» Problem to work on
Quote the lines below exactly, from the one that holds "If you could put a dot on the poster" through the final line of the records, and only those.

── Recorded data

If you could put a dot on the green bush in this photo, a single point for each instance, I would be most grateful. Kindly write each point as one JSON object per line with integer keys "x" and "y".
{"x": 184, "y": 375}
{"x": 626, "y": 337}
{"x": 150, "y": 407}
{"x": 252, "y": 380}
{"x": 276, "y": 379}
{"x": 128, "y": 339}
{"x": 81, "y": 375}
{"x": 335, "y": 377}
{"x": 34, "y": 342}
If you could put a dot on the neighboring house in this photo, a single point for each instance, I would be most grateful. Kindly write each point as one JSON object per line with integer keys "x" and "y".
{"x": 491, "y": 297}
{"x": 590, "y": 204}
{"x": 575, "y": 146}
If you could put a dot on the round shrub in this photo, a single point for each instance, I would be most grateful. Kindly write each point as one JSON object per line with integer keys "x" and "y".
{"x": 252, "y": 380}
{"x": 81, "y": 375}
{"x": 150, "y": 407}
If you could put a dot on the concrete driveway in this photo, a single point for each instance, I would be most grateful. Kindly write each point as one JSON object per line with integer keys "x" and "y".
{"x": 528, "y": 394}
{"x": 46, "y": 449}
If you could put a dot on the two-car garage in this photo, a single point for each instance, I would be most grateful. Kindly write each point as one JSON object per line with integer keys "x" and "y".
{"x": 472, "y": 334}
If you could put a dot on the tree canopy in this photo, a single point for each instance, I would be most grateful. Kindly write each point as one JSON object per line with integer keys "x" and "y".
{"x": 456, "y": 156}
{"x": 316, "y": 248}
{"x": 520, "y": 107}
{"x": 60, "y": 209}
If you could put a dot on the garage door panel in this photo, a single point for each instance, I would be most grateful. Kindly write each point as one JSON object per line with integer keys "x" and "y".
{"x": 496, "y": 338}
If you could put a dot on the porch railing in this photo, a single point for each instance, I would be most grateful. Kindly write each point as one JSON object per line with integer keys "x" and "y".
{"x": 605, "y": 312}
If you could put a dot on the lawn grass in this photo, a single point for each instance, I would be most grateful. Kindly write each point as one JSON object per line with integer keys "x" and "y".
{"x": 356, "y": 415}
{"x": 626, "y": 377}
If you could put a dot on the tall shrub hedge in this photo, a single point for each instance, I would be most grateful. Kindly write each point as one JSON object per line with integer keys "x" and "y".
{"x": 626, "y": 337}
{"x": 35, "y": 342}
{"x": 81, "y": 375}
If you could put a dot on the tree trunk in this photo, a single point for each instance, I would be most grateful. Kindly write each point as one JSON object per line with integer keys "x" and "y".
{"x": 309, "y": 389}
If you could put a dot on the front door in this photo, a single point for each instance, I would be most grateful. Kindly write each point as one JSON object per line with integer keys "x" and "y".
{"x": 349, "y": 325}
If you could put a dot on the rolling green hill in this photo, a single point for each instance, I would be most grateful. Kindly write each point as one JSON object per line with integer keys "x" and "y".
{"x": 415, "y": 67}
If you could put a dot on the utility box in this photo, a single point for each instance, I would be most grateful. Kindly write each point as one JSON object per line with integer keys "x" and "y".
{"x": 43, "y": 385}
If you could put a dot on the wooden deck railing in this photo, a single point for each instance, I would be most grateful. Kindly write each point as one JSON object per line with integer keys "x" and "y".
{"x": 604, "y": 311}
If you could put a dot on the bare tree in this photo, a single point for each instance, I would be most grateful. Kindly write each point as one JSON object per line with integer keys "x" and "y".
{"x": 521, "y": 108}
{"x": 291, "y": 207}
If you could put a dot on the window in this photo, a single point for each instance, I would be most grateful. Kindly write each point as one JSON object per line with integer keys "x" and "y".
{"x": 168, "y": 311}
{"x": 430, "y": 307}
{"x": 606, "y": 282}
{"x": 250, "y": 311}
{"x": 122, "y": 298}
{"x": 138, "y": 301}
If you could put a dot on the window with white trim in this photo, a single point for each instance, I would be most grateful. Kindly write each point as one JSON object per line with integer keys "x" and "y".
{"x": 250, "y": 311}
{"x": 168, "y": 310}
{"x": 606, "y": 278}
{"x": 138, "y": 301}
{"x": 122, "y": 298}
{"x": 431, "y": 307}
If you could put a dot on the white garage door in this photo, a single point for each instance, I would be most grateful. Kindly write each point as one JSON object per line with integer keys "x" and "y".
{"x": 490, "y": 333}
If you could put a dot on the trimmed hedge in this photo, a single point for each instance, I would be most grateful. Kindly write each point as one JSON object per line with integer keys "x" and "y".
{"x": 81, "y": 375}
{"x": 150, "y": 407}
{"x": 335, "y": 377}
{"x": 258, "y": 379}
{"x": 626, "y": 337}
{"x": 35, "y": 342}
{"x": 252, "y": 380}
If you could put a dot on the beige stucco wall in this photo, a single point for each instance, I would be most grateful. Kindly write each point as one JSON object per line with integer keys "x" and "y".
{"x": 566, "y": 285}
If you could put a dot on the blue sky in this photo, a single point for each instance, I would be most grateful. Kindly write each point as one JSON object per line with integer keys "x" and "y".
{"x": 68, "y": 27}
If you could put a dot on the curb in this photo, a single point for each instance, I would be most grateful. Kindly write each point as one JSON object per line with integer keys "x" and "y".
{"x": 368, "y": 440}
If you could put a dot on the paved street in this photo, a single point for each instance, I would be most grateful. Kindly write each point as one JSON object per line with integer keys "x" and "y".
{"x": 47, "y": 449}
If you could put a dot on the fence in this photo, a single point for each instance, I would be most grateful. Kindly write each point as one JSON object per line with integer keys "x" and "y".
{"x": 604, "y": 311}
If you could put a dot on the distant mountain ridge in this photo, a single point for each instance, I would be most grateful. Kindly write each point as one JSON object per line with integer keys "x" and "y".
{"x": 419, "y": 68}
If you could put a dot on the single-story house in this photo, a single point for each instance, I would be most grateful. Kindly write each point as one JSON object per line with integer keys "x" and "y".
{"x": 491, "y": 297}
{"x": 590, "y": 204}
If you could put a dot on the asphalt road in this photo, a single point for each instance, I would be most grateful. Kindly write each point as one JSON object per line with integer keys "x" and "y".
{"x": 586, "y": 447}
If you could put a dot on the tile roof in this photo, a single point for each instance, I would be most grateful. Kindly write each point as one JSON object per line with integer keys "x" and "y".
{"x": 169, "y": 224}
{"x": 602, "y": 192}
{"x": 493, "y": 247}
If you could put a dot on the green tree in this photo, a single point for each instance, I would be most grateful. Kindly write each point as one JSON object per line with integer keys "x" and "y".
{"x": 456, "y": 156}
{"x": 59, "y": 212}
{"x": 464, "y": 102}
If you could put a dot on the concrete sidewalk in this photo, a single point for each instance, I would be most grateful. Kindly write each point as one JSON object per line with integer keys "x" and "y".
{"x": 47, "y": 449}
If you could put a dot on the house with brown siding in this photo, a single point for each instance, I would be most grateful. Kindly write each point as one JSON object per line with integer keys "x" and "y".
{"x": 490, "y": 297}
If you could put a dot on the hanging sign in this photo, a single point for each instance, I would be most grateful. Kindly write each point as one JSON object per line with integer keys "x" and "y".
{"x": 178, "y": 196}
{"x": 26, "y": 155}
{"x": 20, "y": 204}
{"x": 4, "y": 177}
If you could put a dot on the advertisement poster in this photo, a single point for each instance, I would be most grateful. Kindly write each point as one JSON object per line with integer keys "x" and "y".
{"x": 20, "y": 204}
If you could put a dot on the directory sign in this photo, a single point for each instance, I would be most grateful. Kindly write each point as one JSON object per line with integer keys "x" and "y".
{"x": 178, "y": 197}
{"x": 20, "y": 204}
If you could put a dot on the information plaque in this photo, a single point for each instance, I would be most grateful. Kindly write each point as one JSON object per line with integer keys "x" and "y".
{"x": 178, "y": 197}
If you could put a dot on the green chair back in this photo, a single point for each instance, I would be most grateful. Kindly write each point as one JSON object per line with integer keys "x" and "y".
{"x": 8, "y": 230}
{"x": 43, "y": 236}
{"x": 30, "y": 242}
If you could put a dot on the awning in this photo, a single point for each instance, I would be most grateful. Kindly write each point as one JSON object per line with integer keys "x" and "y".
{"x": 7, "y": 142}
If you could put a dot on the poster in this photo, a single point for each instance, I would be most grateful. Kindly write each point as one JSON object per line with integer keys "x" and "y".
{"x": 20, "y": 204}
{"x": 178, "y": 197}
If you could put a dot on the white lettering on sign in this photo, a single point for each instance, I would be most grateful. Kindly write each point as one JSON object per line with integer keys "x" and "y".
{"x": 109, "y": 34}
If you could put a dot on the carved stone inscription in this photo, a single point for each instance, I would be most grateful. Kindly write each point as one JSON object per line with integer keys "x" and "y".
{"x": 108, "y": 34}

────

» Answer to the exercise
If you could put a dot on the poster in this photo, a single point for each instance, I would be most grateful. Kindly write each point as one JSON object per line with integer keys "x" and "y".
{"x": 20, "y": 204}
{"x": 178, "y": 197}
If you could put a dot on the white lettering on sign in this photo, a single point for each instance, I would be most grateful. Kindly write each point as one JSON object per line with integer keys "x" and "y".
{"x": 109, "y": 34}
If you could put a dot on the carved stone inscription in this photo, a single point for each instance, I would be most grateful. Kindly write each point as one JSON object per line with integer keys "x" and "y".
{"x": 108, "y": 34}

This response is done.